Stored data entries

━━━

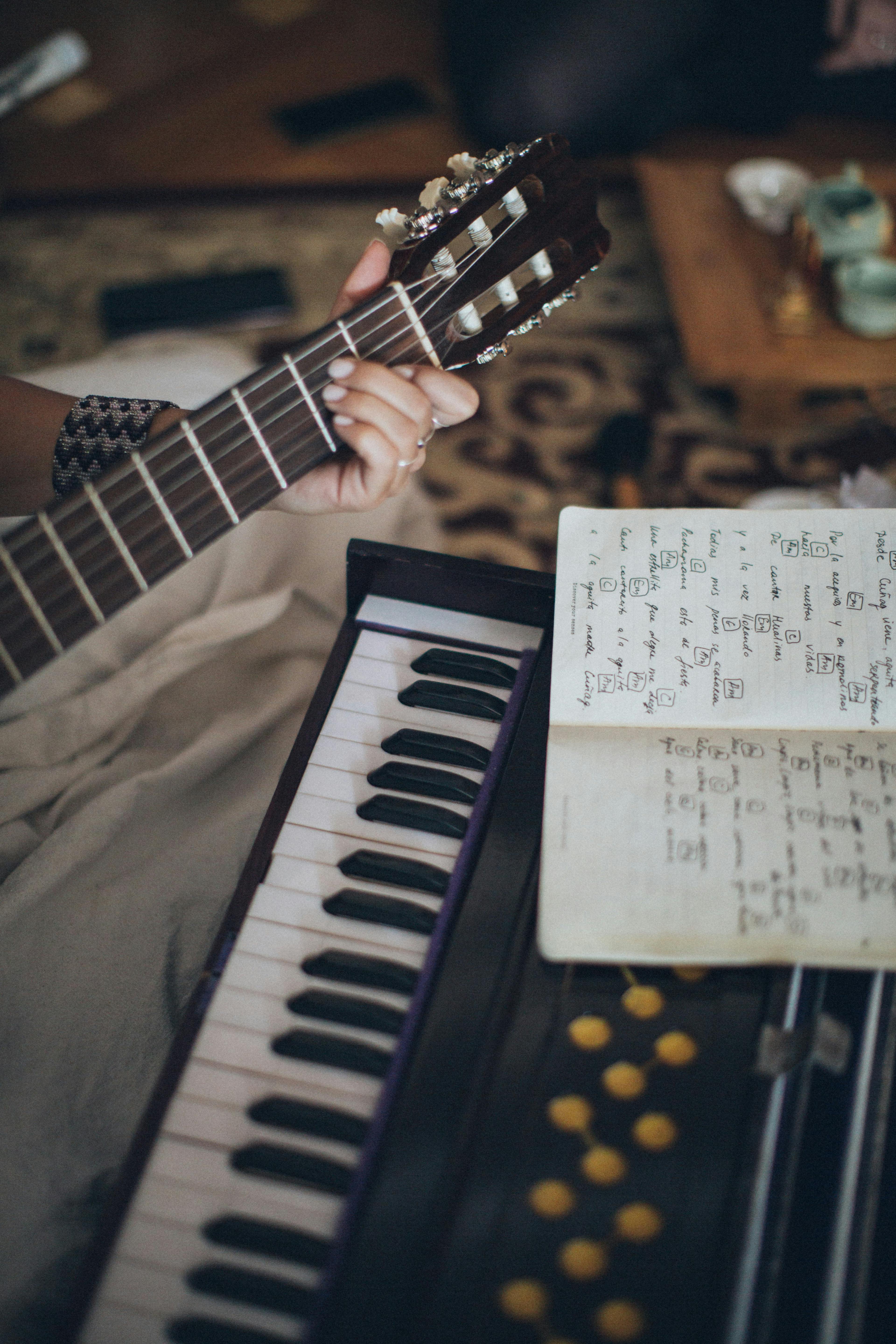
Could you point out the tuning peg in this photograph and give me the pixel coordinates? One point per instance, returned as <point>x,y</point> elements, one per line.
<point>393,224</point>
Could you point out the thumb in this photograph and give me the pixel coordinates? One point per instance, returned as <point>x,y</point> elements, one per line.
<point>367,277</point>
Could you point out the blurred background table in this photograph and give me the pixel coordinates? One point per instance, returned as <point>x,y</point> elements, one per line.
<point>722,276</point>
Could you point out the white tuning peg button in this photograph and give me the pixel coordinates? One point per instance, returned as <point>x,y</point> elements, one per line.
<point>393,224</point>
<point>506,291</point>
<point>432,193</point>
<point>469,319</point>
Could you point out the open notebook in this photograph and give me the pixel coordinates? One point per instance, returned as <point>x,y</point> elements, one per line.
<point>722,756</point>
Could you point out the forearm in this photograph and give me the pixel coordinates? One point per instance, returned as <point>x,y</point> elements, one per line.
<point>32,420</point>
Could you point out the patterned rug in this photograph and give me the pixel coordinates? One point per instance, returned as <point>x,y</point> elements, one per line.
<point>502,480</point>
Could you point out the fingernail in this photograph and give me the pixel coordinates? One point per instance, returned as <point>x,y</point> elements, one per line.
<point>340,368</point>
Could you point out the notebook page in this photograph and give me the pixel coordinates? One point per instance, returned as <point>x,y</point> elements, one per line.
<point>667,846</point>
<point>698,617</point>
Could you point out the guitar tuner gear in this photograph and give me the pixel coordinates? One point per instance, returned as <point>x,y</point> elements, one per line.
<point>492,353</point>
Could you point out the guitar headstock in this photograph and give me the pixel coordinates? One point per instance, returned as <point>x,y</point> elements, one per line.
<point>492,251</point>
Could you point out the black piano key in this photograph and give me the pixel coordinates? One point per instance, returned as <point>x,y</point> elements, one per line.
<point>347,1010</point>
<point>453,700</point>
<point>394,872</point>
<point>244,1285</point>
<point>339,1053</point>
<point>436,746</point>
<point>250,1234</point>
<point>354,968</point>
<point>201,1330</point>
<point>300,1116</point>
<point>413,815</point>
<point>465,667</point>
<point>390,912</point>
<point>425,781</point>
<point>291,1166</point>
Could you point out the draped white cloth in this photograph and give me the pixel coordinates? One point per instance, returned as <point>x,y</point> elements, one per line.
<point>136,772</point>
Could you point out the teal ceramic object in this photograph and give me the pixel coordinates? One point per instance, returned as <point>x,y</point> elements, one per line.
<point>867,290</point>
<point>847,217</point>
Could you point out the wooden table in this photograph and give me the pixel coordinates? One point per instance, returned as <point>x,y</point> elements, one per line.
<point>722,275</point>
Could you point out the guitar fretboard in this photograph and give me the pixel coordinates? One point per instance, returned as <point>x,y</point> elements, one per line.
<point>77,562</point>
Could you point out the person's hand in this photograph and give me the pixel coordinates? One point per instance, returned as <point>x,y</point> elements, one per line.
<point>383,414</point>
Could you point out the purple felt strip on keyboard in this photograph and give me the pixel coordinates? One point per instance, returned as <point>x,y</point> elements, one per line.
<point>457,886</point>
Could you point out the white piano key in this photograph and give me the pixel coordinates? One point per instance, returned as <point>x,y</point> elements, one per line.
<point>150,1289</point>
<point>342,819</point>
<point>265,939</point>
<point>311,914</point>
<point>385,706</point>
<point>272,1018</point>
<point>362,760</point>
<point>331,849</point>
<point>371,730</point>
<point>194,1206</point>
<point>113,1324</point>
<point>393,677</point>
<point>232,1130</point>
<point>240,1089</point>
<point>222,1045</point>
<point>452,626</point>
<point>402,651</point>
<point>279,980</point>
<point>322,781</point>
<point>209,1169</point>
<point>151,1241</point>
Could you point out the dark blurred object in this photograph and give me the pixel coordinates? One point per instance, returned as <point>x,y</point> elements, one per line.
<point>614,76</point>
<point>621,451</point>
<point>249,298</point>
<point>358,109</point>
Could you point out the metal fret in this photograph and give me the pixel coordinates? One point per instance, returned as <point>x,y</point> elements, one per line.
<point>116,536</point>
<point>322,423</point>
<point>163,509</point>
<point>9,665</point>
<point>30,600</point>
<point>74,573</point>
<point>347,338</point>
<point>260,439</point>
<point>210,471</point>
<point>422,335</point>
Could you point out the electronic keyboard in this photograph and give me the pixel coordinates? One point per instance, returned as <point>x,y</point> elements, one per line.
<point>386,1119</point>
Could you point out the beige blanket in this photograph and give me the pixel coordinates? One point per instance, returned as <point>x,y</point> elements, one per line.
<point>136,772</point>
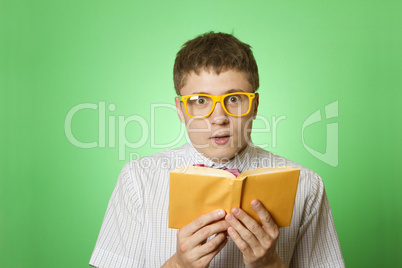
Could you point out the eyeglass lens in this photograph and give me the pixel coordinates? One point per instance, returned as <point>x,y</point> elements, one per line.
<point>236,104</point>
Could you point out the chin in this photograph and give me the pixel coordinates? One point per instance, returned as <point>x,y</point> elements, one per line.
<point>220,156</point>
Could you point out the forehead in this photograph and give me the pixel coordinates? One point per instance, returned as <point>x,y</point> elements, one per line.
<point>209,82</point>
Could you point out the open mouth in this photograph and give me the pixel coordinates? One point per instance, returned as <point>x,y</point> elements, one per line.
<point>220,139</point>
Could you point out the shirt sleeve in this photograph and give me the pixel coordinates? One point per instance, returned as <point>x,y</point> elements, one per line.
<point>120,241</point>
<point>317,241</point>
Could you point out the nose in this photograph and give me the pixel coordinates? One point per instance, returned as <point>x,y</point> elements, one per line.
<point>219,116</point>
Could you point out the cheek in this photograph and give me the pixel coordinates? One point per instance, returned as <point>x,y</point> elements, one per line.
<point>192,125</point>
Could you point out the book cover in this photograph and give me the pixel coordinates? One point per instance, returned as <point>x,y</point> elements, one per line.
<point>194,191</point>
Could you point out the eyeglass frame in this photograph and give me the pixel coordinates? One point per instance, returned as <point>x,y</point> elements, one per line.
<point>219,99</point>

━━━

Try it: In the copy, each entry above must match exactly, and no picture may be carried over.

The answer:
Could you point out the tuning peg in this photograph and give me the pixel coordinates? One point per instance, returned as <point>x,y</point> elements, one per line.
<point>393,224</point>
Could you point out the thumb in this photograph and give me the pixel coordinates? One point per instance, returned as <point>x,y</point> elements, one per line.
<point>367,277</point>
Could you point out the blurred background table in this photograph and give me the pixel coordinates? One point per instance, returned as <point>x,y</point> elements, one per line.
<point>722,276</point>
Could you point out the white tuning peg button in this photograph and give me the pixel coordinates? One point per instance, returned as <point>x,y</point> elements, one per line.
<point>393,224</point>
<point>506,291</point>
<point>432,193</point>
<point>469,319</point>
Could you point out the open notebook in this photograph and give me the pixel coordinates? One point per instance, returned as <point>x,y</point> elements, one per line.
<point>722,756</point>
Could you point out the forearm in this photograph and give me the pixel coordinates? One point per instance, returned as <point>x,y</point> elements, one per line.
<point>32,420</point>
Could you point out the patterned rug in this photograph and give me the pixel coordinates? One point per instance, returned as <point>x,y</point> elements, one per line.
<point>502,480</point>
Could you point out the fingernail in this photograph and give me the pixel coordinates? One point per instance, returned as <point>x,y</point> elements, one per line.
<point>340,368</point>
Could you point out the notebook page in this photograph and give me the pixel coordinates? One point per instance, returned as <point>x,y</point> elements, one per line.
<point>667,846</point>
<point>698,617</point>
Could you point out the guitar tuner gear in this photograph and give me the pixel coordinates? One point per instance, returned as <point>x,y</point> elements, one per line.
<point>492,353</point>
Could you point out the guitar headstock in this photograph and give me the pixel coordinates? One point per instance, returned as <point>x,y</point> elements, one per line.
<point>492,251</point>
Could you point out the black piano key in this photograph and give me the pixel coordinates? One point per instance, returned as <point>x,y</point> elements, one per line.
<point>347,1010</point>
<point>453,700</point>
<point>394,872</point>
<point>244,1285</point>
<point>339,1053</point>
<point>436,746</point>
<point>250,1234</point>
<point>354,968</point>
<point>201,1330</point>
<point>300,1116</point>
<point>413,815</point>
<point>465,667</point>
<point>390,912</point>
<point>425,781</point>
<point>291,1166</point>
Could you point out the draped white cloth in this photograph and give me the pixel coordinates? One point per instance, returned as <point>x,y</point> elements, one per line.
<point>136,772</point>
Could you point out the teal ceramic object in this photograph and give me the pixel coordinates? One point per instance, returned as <point>x,y</point> elements, one per line.
<point>867,290</point>
<point>847,217</point>
Could you point out the wooden table in this photograph and give me the pixel coordinates? One point per instance, returned as <point>x,y</point> elements, one per line.
<point>722,275</point>
Could you point out the guitar fretboard in this photograph and give me the pixel coordinates? One point per instance, returned as <point>x,y</point> elements, one per line.
<point>77,562</point>
Could you point out the person's hand in this photograph and give me the pixel coordinates? One point per instance, returned as <point>x,y</point> elements, one per line.
<point>383,414</point>
Could you point out the purple felt strip on keyboard in this photograph and give me the pixel coordinates? One point per instance, returned as <point>x,y</point> elements, one per line.
<point>457,886</point>
Could you point out the white piano key in this photograph and give me the pixel coordinates? One point per instance, returned as <point>x,y</point> elements, one per line.
<point>150,1289</point>
<point>342,819</point>
<point>265,939</point>
<point>311,914</point>
<point>385,706</point>
<point>272,1018</point>
<point>362,760</point>
<point>331,849</point>
<point>371,730</point>
<point>194,1206</point>
<point>113,1324</point>
<point>393,677</point>
<point>232,1130</point>
<point>240,1089</point>
<point>222,1045</point>
<point>452,626</point>
<point>402,651</point>
<point>279,980</point>
<point>322,781</point>
<point>209,1169</point>
<point>151,1241</point>
Could you point out the dark blurred object in this photograph and give me the pixel coordinates? One point per instance, returned as <point>x,y</point> elements, one per line.
<point>614,76</point>
<point>621,451</point>
<point>249,298</point>
<point>358,109</point>
Could you point out the metal fret in this photograph and give me the pixel coordinates? One point per instance, returned as <point>x,y</point> elements, one per line.
<point>116,536</point>
<point>322,423</point>
<point>163,509</point>
<point>9,665</point>
<point>30,600</point>
<point>74,573</point>
<point>347,338</point>
<point>260,439</point>
<point>210,471</point>
<point>422,335</point>
Could you point out the electronic keyboard in this photograph and give me the pixel coordinates? One point per instance, returned as <point>x,y</point> elements, one per line.
<point>386,1119</point>
Could you point out the beige blanket in this photograph and give me the pixel coordinates? One point per instance, returned as <point>x,y</point> elements, one per line.
<point>136,772</point>
Could you point out the eyeglass lens in this photograph and give me the pixel coordinates? One point per instance, returned as <point>x,y</point> elements, one per line.
<point>236,104</point>
Could you point out the chin in this photograph and give me the pixel coordinates? One point per instance, returned as <point>x,y</point> elements, one per line.
<point>220,156</point>
Could you point out the forehead in this photograph and give me the pixel coordinates? One point per instance, returned as <point>x,y</point> elements, one per line.
<point>209,82</point>
Could you point out the open mouth in this photograph and give me the pixel coordinates? One point per instance, returned as <point>x,y</point> elements, one per line.
<point>220,139</point>
Could you point out the shirt sleeve in this photograph and give me the pixel coordinates? One point per instance, returned as <point>x,y</point> elements, one per line.
<point>120,241</point>
<point>317,241</point>
Could you point out the nose in this photograph and give me the pixel coordinates? One point per instance, returned as <point>x,y</point> elements, one per line.
<point>219,116</point>
Could you point out the cheek in this photograph and give me the pixel coordinates? One point per instance, returned as <point>x,y</point> elements, one per line.
<point>192,125</point>
Could you point out the book cover in this photograph and give me the pixel coordinates? One point per instance, returned as <point>x,y</point> elements, one per line.
<point>194,191</point>
Could you point out the eyeglass frame in this photograph and give me the pixel coordinates? One point per instance, returned as <point>x,y</point> elements, one per line.
<point>219,99</point>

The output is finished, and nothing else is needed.